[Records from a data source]
====================

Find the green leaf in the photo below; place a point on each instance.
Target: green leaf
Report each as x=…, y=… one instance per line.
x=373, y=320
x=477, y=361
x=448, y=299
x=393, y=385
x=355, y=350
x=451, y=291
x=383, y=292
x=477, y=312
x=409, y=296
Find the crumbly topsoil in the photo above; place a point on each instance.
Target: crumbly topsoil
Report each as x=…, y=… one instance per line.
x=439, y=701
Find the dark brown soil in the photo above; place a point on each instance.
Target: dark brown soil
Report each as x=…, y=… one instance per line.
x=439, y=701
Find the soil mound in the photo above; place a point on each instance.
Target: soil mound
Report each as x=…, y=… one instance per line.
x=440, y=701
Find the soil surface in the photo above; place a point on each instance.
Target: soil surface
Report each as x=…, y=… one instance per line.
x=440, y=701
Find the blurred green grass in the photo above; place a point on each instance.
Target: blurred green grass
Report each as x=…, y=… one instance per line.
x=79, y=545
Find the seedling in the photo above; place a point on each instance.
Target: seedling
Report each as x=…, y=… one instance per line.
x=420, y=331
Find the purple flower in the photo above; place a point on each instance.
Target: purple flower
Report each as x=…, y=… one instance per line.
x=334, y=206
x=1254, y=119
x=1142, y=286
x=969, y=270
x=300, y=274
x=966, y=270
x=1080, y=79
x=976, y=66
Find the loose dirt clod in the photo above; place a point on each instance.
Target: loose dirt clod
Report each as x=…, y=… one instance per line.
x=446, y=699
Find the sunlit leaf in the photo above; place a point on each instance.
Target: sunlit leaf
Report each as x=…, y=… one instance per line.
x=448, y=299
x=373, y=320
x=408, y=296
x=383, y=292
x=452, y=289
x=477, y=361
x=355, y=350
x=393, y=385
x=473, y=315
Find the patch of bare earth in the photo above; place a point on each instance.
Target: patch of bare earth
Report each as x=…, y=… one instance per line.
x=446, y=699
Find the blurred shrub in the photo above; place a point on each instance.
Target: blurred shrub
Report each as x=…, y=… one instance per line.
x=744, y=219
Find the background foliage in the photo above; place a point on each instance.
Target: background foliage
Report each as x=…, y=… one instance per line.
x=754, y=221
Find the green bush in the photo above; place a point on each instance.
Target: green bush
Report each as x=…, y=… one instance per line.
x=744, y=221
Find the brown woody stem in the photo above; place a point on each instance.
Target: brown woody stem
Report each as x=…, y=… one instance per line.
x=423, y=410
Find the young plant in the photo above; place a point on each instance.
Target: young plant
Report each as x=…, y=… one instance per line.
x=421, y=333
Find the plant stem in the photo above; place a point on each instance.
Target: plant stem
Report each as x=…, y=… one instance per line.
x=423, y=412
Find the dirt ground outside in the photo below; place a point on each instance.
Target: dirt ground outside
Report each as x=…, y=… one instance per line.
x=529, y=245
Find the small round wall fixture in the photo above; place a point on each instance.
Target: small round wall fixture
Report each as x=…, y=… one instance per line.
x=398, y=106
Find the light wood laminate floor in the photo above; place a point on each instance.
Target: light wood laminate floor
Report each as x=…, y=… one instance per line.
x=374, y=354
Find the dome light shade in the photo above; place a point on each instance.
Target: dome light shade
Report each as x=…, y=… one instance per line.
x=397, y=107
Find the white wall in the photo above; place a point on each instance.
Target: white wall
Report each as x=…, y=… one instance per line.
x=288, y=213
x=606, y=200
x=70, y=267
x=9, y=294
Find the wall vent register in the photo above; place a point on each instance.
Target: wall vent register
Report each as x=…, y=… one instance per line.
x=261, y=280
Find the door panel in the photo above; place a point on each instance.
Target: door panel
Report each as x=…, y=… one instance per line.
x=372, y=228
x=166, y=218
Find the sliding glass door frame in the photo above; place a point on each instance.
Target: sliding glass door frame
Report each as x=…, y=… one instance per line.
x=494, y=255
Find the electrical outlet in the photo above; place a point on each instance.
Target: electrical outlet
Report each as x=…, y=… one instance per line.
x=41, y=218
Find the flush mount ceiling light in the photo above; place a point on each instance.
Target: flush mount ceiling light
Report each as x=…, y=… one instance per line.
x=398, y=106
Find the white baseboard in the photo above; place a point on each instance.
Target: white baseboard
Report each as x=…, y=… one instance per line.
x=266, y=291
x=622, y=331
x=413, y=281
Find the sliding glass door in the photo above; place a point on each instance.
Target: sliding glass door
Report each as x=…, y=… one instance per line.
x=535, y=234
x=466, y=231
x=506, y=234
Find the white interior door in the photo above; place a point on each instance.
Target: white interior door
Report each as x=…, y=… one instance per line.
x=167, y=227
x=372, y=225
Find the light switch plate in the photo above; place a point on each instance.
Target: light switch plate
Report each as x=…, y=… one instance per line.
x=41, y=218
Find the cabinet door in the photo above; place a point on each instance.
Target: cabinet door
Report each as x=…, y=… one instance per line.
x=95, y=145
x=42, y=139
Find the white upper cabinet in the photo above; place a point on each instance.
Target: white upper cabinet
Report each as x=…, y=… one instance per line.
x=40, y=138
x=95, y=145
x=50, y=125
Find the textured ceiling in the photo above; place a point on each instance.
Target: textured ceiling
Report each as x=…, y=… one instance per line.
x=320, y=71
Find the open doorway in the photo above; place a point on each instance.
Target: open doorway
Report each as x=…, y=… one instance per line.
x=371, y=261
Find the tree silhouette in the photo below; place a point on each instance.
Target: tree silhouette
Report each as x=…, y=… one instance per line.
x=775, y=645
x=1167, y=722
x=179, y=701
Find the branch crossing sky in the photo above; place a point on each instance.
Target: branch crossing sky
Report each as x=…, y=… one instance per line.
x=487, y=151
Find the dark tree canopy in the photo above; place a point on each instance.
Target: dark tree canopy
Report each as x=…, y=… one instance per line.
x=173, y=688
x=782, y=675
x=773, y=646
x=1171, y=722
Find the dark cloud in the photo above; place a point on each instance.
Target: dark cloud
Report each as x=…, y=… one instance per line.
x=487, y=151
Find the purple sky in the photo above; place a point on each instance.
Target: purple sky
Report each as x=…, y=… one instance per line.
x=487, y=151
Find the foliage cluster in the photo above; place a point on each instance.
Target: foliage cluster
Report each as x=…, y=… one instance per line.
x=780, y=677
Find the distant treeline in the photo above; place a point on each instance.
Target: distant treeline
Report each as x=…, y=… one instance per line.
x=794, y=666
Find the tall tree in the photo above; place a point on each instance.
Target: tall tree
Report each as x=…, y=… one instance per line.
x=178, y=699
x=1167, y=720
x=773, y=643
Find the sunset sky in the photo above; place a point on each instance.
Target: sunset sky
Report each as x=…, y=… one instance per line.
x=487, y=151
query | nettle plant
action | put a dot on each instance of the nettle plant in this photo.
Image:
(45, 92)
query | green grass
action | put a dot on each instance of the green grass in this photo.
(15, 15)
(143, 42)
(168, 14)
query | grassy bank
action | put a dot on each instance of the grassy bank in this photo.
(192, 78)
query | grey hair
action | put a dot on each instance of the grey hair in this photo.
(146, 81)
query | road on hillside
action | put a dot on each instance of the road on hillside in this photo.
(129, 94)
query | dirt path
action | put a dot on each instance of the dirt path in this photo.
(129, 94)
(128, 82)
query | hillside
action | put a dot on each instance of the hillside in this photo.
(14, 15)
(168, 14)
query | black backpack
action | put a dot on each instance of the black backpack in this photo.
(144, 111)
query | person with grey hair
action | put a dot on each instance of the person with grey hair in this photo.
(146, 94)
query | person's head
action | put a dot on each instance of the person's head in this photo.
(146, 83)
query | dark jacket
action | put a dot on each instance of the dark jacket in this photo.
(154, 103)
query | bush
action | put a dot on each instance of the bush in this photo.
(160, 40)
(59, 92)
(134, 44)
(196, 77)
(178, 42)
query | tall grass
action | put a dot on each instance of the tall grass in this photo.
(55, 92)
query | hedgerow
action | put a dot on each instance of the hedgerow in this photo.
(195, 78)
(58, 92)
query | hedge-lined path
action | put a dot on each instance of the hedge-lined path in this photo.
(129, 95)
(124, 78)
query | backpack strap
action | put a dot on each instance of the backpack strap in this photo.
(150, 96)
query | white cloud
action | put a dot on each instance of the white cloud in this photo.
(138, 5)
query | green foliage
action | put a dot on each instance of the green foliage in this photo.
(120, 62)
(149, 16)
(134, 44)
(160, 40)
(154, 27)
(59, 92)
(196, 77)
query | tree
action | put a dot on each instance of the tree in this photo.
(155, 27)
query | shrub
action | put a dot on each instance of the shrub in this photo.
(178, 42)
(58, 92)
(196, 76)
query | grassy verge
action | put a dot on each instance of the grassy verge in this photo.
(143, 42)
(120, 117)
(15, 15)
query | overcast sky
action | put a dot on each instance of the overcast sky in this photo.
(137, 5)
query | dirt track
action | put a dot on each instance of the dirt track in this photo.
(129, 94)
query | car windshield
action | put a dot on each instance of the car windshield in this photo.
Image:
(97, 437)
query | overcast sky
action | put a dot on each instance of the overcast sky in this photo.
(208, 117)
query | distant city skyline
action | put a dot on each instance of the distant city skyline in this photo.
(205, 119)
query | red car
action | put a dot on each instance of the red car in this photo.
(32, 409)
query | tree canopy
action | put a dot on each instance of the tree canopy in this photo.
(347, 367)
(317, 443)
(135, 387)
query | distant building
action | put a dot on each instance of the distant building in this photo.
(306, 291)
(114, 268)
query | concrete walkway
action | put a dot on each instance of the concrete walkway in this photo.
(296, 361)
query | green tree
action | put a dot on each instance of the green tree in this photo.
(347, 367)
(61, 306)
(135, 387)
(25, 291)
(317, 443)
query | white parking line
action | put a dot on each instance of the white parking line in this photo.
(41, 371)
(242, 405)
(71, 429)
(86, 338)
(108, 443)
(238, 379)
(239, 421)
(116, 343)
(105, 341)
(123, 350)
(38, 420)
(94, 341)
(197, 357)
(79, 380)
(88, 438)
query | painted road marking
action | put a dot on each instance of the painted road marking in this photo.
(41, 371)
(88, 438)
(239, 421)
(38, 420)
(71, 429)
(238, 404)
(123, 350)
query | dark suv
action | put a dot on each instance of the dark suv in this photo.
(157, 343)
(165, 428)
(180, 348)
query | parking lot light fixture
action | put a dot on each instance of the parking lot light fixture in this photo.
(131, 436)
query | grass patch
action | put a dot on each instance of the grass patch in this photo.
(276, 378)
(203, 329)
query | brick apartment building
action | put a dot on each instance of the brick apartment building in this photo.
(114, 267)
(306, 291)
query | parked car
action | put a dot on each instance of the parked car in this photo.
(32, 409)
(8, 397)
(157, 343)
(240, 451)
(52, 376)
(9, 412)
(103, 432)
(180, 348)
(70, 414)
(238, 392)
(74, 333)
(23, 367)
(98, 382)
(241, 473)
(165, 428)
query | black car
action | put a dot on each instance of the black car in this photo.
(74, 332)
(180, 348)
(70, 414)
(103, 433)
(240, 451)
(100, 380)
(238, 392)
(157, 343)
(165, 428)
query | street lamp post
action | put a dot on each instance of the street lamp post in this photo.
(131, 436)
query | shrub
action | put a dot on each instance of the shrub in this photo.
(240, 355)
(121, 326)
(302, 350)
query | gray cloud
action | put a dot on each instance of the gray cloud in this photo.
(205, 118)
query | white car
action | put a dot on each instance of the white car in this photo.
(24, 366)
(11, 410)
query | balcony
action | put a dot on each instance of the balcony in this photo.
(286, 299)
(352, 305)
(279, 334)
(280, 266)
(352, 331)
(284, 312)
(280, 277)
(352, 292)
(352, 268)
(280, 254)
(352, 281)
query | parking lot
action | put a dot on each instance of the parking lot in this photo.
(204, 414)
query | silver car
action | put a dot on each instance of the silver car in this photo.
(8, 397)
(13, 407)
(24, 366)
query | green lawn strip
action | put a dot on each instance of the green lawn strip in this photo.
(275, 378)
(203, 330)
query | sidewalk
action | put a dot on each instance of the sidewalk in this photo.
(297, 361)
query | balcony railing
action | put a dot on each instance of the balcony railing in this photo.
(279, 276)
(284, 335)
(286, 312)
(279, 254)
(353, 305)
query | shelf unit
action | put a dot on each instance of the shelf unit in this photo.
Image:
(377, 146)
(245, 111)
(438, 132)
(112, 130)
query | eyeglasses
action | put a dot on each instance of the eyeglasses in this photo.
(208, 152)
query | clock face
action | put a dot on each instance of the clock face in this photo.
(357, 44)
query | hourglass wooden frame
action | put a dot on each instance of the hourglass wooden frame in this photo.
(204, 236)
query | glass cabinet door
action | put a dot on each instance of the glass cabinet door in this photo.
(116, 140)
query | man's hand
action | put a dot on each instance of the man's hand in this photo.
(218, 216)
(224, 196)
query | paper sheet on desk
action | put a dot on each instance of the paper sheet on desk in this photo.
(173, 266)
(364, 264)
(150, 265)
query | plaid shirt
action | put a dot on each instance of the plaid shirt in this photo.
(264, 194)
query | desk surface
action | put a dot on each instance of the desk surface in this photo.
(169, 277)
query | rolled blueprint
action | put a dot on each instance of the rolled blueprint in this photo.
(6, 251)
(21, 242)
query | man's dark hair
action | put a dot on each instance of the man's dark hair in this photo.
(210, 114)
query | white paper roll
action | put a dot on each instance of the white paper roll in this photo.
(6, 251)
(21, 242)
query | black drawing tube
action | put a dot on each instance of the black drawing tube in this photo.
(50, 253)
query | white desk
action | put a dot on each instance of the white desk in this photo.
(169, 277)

====================

Copy the material word for word, starting at its very first line and ending with the line that contains "x=409, y=296".

- _Complete response_
Find the green leaf in the photo below; place a point on each instance.
Target: green leaf
Report each as x=…, y=… one instance per line.
x=373, y=320
x=477, y=361
x=448, y=299
x=393, y=385
x=355, y=350
x=451, y=291
x=383, y=292
x=477, y=312
x=409, y=296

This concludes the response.